* [ACTIVITY]: Take each line of the entries below that contains "guard" and copy it.

* [EXTRACTED RECORDS]:
┏━━
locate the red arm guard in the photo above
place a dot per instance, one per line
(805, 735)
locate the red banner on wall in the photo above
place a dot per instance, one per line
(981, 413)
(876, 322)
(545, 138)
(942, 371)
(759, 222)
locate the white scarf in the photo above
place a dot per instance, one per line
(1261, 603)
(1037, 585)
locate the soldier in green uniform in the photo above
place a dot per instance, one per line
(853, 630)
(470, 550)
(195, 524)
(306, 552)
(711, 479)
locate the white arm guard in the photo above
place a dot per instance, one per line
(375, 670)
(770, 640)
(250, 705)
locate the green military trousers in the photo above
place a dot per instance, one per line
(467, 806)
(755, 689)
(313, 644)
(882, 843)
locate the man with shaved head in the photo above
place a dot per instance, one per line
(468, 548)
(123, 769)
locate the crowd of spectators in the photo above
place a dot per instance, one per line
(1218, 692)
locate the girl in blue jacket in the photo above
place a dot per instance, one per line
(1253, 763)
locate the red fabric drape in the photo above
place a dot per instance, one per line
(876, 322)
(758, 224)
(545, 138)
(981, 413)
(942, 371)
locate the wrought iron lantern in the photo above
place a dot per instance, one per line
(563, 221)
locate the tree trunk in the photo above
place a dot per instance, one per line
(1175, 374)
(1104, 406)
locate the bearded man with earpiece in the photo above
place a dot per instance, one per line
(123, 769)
┗━━
┏━━
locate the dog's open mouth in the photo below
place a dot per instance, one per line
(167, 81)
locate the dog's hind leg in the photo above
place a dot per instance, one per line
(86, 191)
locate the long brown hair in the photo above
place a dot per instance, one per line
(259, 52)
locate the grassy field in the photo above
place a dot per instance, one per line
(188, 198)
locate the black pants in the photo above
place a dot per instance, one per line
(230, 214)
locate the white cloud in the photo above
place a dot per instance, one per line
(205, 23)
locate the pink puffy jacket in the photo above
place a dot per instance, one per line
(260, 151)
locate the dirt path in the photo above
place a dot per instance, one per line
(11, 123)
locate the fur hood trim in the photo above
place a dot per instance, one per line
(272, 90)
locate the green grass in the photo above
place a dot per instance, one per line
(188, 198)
┗━━
┏━━
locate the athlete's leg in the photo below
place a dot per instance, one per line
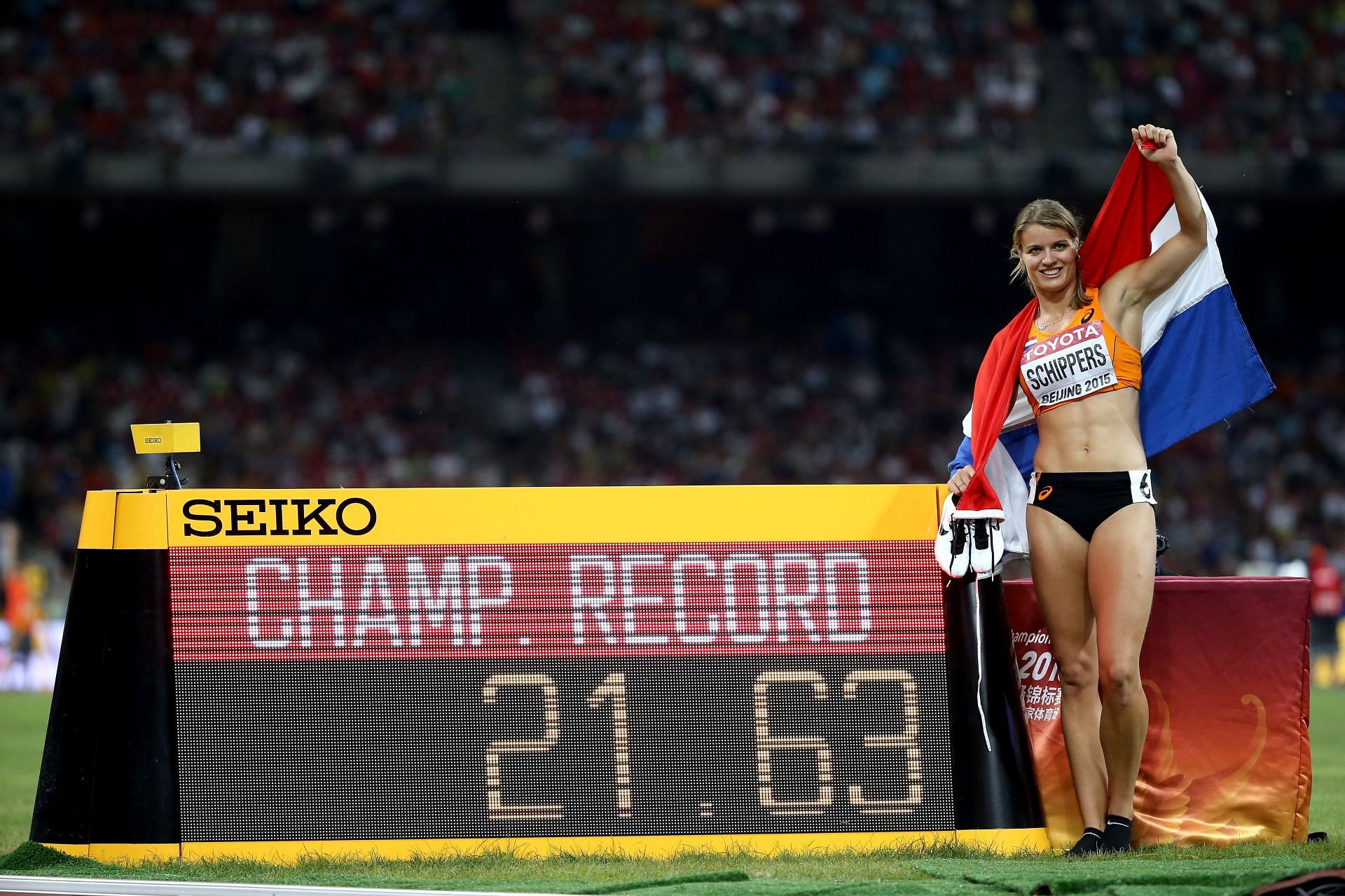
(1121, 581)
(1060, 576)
┗━━
* [RESPONSE AREA]:
locate the red arm guard in the photo above
locate the white arm guard in the photo above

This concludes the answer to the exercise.